Information provided:

####################

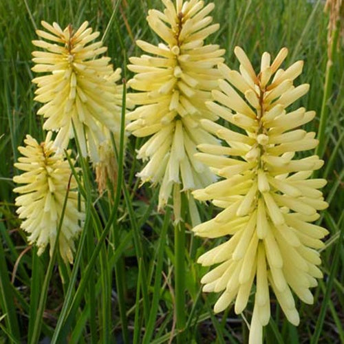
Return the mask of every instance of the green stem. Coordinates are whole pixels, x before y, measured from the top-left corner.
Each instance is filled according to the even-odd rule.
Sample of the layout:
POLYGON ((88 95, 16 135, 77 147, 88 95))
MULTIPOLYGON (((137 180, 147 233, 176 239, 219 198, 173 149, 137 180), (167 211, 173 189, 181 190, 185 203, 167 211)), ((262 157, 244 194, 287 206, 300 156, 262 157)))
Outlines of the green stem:
MULTIPOLYGON (((183 195, 184 196, 184 195, 183 195)), ((182 200, 182 218, 185 219, 185 200, 182 200)), ((177 336, 178 343, 185 343, 185 226, 183 220, 175 225, 174 230, 175 250, 175 315, 177 320, 177 336)))
POLYGON ((62 208, 61 219, 58 222, 58 226, 57 228, 56 237, 55 239, 55 243, 54 244, 52 255, 50 257, 50 260, 49 261, 47 272, 45 273, 45 278, 44 279, 43 285, 42 286, 42 291, 41 293, 41 297, 39 299, 39 307, 37 309, 37 312, 36 313, 36 318, 34 320, 34 327, 32 330, 32 336, 29 340, 29 343, 30 344, 34 344, 36 343, 38 343, 39 340, 39 336, 41 335, 41 327, 42 326, 43 314, 44 312, 44 308, 45 307, 45 303, 47 301, 49 282, 50 281, 50 278, 52 274, 52 270, 54 268, 54 266, 55 264, 55 260, 57 255, 57 250, 58 247, 58 237, 60 235, 60 232, 62 228, 62 224, 63 222, 63 218, 65 217, 65 212, 67 206, 67 202, 68 200, 68 193, 69 191, 71 179, 72 179, 72 175, 70 175, 69 181, 68 182, 68 186, 67 188, 65 201, 63 203, 63 206, 62 208))
POLYGON ((160 239, 159 240, 159 246, 158 248, 158 259, 155 268, 155 278, 154 281, 154 291, 153 293, 153 301, 151 303, 151 312, 148 325, 146 327, 146 331, 143 337, 143 343, 151 343, 151 338, 155 324, 156 314, 158 312, 158 306, 160 298, 161 278, 162 271, 162 263, 164 260, 164 251, 166 244, 166 237, 167 235, 167 229, 171 219, 171 208, 167 206, 165 216, 164 217, 164 224, 161 230, 160 239))
POLYGON ((332 45, 330 47, 330 55, 329 56, 327 63, 326 65, 326 74, 325 76, 324 93, 323 96, 323 102, 321 104, 321 111, 320 113, 320 124, 319 129, 318 139, 319 144, 316 147, 315 153, 320 158, 324 154, 325 147, 325 131, 327 124, 328 117, 328 100, 332 92, 333 85, 333 61, 335 60, 336 55, 336 47, 338 39, 339 36, 339 21, 337 21, 336 28, 332 32, 332 45))
POLYGON ((0 240, 0 305, 1 312, 6 314, 5 321, 8 331, 15 339, 15 341, 13 341, 13 342, 16 343, 19 341, 20 332, 13 299, 8 277, 8 269, 5 259, 5 252, 2 240, 0 240))

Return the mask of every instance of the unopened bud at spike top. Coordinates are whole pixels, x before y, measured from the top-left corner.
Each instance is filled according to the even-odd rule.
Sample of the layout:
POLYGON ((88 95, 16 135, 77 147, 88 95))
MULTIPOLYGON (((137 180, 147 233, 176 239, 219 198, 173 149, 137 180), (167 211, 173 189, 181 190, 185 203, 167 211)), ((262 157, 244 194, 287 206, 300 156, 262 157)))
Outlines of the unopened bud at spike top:
POLYGON ((299 318, 291 291, 307 303, 313 301, 309 289, 321 277, 316 249, 323 246, 321 239, 328 232, 310 222, 319 218, 317 211, 327 206, 318 190, 326 182, 309 179, 323 166, 318 156, 295 157, 296 152, 318 144, 314 133, 297 129, 312 120, 314 113, 303 108, 289 113, 286 109, 309 88, 292 85, 303 63, 280 69, 288 53, 283 48, 271 64, 270 54, 264 53, 256 75, 244 50, 237 47, 235 53, 240 73, 219 65, 226 81, 220 80, 221 90, 213 91, 215 102, 207 106, 246 134, 202 121, 206 130, 228 147, 215 150, 211 145, 200 145, 197 158, 225 179, 193 194, 224 210, 193 231, 205 237, 230 235, 199 258, 204 266, 219 264, 203 277, 203 290, 223 292, 215 312, 235 300, 235 311, 241 313, 255 283, 249 338, 255 343, 261 342, 262 327, 270 318, 269 285, 295 325, 299 318))
MULTIPOLYGON (((151 136, 138 151, 147 160, 138 173, 142 182, 161 183, 159 208, 163 207, 173 186, 186 191, 204 187, 215 180, 209 169, 193 154, 200 143, 218 144, 202 128, 200 120, 216 120, 205 105, 217 87, 224 50, 204 40, 218 30, 208 14, 213 3, 164 0, 163 12, 149 12, 147 21, 163 43, 157 46, 143 41, 137 45, 147 54, 131 57, 128 68, 135 73, 129 81, 138 93, 128 95, 137 106, 127 116, 127 130, 138 137, 151 136)), ((178 197, 177 197, 178 198, 178 197)))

####################

Short task: Rewrite everything from the line containing "Return the mask of every instance of the unopened" down to the end of the entries, changing "spike top" to "spike tip" and leaving all other text as is.

Task response:
Return the mask of every instance of the unopened bud at spike tip. Coordinates are whole pixels, x before y, measured from the top-left corner.
Each instance is filled according to the even-odd rule.
Sample of the layout:
POLYGON ((88 95, 16 135, 77 147, 88 95))
MULTIPOLYGON (((137 180, 147 233, 176 239, 219 198, 173 149, 137 180), (167 211, 173 189, 181 190, 185 203, 167 211)), ((262 157, 244 194, 287 206, 300 156, 262 157)))
Outlines of the unopened bud at spike tip:
POLYGON ((299 318, 291 291, 307 303, 313 301, 309 289, 321 277, 316 249, 323 246, 321 239, 328 232, 310 222, 319 218, 317 211, 327 206, 318 190, 326 182, 309 179, 323 166, 318 156, 295 157, 296 152, 318 144, 314 133, 297 129, 312 120, 314 113, 303 108, 289 113, 286 109, 309 88, 292 85, 303 63, 280 69, 288 53, 283 48, 271 64, 270 54, 264 53, 256 75, 244 50, 237 47, 235 53, 240 73, 219 65, 226 81, 220 80, 221 90, 213 91, 215 102, 207 106, 246 134, 202 121, 206 130, 228 147, 215 150, 211 145, 200 145, 197 158, 225 179, 193 194, 224 210, 193 231, 205 237, 230 235, 199 258, 204 266, 219 264, 203 277, 203 290, 223 292, 215 312, 235 300, 235 311, 241 313, 255 283, 249 338, 255 343, 261 342, 262 327, 270 318, 269 285, 295 325, 299 318))
MULTIPOLYGON (((151 136, 138 151, 147 160, 138 173, 142 182, 161 183, 159 208, 163 207, 173 186, 186 191, 204 187, 215 180, 209 169, 193 154, 200 143, 218 144, 202 128, 200 120, 216 120, 205 105, 217 87, 224 50, 204 40, 218 30, 208 14, 213 3, 164 0, 163 12, 149 12, 147 21, 163 43, 157 46, 143 41, 137 45, 147 54, 131 57, 128 68, 135 73, 129 81, 138 93, 128 95, 137 106, 127 116, 127 130, 138 137, 151 136)), ((178 197, 177 197, 178 198, 178 197)))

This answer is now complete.